Copy the listing below word for word, from the first line to the last.

**Provided data:**
START

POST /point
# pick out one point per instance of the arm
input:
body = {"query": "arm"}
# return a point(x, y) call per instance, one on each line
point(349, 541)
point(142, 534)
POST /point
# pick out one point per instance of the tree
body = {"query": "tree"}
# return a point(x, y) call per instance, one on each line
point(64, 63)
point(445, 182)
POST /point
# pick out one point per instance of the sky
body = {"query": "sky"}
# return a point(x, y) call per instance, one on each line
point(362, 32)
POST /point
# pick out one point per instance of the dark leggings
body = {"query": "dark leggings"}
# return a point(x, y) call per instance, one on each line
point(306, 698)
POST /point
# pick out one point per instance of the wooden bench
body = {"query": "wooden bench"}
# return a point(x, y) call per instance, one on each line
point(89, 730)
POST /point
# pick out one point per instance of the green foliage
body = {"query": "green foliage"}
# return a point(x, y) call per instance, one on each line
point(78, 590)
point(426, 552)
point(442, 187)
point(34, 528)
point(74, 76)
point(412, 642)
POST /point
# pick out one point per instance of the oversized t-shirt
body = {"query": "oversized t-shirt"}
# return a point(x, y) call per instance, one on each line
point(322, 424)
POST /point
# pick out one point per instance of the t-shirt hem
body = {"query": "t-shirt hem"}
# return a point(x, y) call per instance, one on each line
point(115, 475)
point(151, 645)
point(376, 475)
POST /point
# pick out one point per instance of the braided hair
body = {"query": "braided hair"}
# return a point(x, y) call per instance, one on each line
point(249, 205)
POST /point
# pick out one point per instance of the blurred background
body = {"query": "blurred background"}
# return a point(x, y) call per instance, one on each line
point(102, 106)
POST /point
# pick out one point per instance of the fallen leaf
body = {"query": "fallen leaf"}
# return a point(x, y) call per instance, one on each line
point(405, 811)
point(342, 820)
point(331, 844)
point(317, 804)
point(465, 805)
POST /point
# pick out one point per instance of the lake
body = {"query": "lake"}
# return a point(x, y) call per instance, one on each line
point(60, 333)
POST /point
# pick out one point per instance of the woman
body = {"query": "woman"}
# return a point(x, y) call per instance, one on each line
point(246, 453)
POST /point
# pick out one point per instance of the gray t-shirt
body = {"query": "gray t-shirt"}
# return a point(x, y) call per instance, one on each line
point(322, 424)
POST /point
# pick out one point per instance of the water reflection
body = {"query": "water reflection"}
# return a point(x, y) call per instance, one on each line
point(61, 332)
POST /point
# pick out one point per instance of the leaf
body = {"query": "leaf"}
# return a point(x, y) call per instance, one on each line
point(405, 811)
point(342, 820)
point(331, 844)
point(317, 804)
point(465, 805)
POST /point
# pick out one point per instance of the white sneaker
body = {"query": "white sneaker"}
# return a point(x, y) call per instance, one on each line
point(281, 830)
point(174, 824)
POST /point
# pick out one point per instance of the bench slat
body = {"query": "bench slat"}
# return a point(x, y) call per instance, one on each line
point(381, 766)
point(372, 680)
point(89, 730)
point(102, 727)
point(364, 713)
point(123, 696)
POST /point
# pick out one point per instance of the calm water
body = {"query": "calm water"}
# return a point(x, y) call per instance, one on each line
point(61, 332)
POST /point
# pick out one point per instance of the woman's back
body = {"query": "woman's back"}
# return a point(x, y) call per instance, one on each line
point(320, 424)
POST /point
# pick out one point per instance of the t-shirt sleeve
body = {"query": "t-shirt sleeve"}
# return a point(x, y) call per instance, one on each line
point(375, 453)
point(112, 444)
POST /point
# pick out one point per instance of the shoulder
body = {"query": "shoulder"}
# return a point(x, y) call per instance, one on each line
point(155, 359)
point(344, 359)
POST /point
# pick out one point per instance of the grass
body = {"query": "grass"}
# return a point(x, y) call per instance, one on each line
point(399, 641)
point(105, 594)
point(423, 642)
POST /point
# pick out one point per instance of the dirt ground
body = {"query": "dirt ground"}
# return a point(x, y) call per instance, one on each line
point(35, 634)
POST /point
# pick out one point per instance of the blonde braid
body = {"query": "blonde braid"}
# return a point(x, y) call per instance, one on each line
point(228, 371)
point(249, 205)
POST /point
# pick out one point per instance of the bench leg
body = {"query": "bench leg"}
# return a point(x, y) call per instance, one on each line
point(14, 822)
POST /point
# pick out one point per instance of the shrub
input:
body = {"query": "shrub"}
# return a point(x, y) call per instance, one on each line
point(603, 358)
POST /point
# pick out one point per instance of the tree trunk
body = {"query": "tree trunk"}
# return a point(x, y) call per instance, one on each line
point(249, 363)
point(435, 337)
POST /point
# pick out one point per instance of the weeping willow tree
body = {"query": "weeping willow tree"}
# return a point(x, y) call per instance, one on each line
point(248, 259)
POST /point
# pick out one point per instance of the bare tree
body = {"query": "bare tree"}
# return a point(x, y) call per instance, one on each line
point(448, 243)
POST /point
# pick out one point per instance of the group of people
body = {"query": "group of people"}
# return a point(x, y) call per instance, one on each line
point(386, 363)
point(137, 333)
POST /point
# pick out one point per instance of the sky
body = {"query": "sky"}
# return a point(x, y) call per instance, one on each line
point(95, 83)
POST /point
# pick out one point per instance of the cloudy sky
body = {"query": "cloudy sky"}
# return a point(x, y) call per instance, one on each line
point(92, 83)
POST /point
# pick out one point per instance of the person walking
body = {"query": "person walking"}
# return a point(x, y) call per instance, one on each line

END

**In response:**
POST /point
# pick out one point per instance of the arm
input:
body = {"query": "arm"}
# return a point(x, y) call per instance, one on each line
point(349, 541)
point(142, 534)
POST /point
# pick out one point per instance of the tree
body = {"query": "tree"}
# return a point(x, y) call per instance, one on each line
point(64, 63)
point(445, 182)
POST /point
# pick out one point per instance of the sky
body = {"query": "sky"}
# return a point(x, y) call per instance, one on each line
point(362, 32)
POST /point
# pick out one point per instance of the dark leggings
body = {"query": "dark leggings"}
# return a point(x, y) call per instance, one on each line
point(306, 698)
POST /point
# pick out one point per instance of the wooden bench
body = {"query": "wooden bench"}
# return a point(x, y) call per instance, one on each line
point(89, 730)
POST /point
# pick out one point per instance of the green foliage
body = {"query": "green foliage"}
# return a point(x, y) call per instance, one on each line
point(78, 590)
point(426, 552)
point(442, 187)
point(34, 528)
point(74, 76)
point(412, 642)
POST /point
# pick out one point per instance of the oversized t-shirt
body = {"query": "oversized t-shirt"}
# return a point(x, y) call per instance, one on each line
point(322, 424)
POST /point
# pick out one point per instance of the t-shirt hem
body = {"query": "t-shirt hem"}
# return a point(x, y) call per instance, one on each line
point(115, 475)
point(151, 645)
point(376, 475)
POST /point
# pick out one point per instance of the braided hair
body = {"query": "braided hair"}
# return a point(x, y) call per instance, one on each line
point(249, 205)
POST /point
# pick out one point per instance of the blurred background
body = {"query": "blurred background"}
# return a point(x, y) call per instance, one on each line
point(102, 106)
POST /point
# pick out one point per instance of the fallen leaf
body = {"query": "fallen leaf"}
# return a point(x, y) call per instance, one on each line
point(405, 811)
point(342, 820)
point(331, 844)
point(317, 804)
point(465, 805)
POST /point
# pick out one point per instance of the lake
body = {"query": "lake"}
# return a point(x, y) call per instance, one on each line
point(60, 333)
POST /point
# pick out one point per instance of the woman
body = {"query": "woman"}
# return a point(x, y) call per instance, one on each line
point(246, 453)
POST /point
# pick out one point per instance of the gray t-shirt
body = {"query": "gray t-shirt"}
# return a point(x, y) call per instance, one on each line
point(322, 424)
POST /point
# pick out one point per instance of the water reflection
body = {"query": "water reflection"}
# return a point(x, y) call per instance, one on each line
point(61, 332)
POST /point
# pick out one point per instance of the leaf
body = {"query": "leaf"}
# return a point(x, y) call per instance, one on each line
point(405, 811)
point(342, 820)
point(331, 844)
point(317, 804)
point(465, 805)
POST /point
# pick out one point per instance of the white sneaker
body = {"query": "white sneaker"}
# return a point(x, y) call per instance, one on each line
point(281, 830)
point(174, 824)
POST /point
# pick out one point per instance of the bench slat
body = {"query": "bench slat"}
# return a point(x, y) call per instance, one on each line
point(381, 766)
point(372, 680)
point(89, 730)
point(102, 727)
point(364, 713)
point(123, 696)
POST /point
# pick out one point per instance of the calm water
body = {"query": "calm water"}
# return a point(x, y) call per instance, one on each line
point(61, 332)
POST /point
# pick out one point per instance of the woman's back
body = {"query": "woman's back"}
# return a point(x, y) call per instance, one on each line
point(320, 424)
POST /point
# pick out one point per instance of the t-shirt sleeve
body = {"query": "t-shirt sleeve"}
# return a point(x, y) call per instance, one on each line
point(375, 453)
point(112, 444)
POST /point
# pick out one point per instance of the shoulder
body = {"query": "shoulder"}
# return a point(x, y) call per instance, one on each line
point(155, 359)
point(344, 359)
POST /point
# pick out one point per instance of the grass
body = {"query": "grass"}
# return a point(x, y) call per instance, one on each line
point(399, 641)
point(105, 594)
point(423, 642)
POST /point
# pick out one point per instance of the dirt ground
body = {"query": "dirt ground"}
# return a point(x, y) call per instance, one on each line
point(35, 634)
POST /point
# pick out one point per instance of the blonde braid
body = {"query": "blonde braid"}
# return a point(x, y) call per instance, one on each line
point(228, 371)
point(249, 205)
POST /point
# pick out one point per instance of the bench leg
body = {"query": "bench leg"}
# return a point(x, y) call per instance, one on each line
point(14, 822)
POST /point
# pick out one point per instance of the shrub
input:
body = {"query": "shrub"}
# return a point(x, y) call per instance, one on each line
point(603, 358)
POST /point
# pick out one point per instance of the tree trunk
body = {"query": "tree trunk"}
# return a point(x, y) call per instance, one on each line
point(249, 363)
point(435, 337)
POST /point
# pick out one point per instance of the weeping willow tree
body = {"query": "weeping willow tree"}
# return a point(x, y) call per instance, one on each line
point(248, 259)
POST /point
# pick out one point per instance of the bare tree
body = {"query": "bare tree"}
# return a point(x, y) call per instance, one on each line
point(448, 243)
POST /point
# pick out one point per instance of the group of people
body = {"query": "group of people"}
# return a point(x, y) call per instance, one on each line
point(386, 363)
point(137, 333)
POST /point
# pick out one point per instance of the sky
body = {"query": "sky"}
# return a point(x, y) call per instance, one on each line
point(95, 83)
POST /point
# pick out one point per instance of the cloudy sky
body = {"query": "cloudy sky"}
# return a point(x, y) call per instance, one on each line
point(92, 83)
POST /point
# pick out one point per instance of the person walking
body = {"query": "person walking"}
# return a point(x, y) call per instance, one on each line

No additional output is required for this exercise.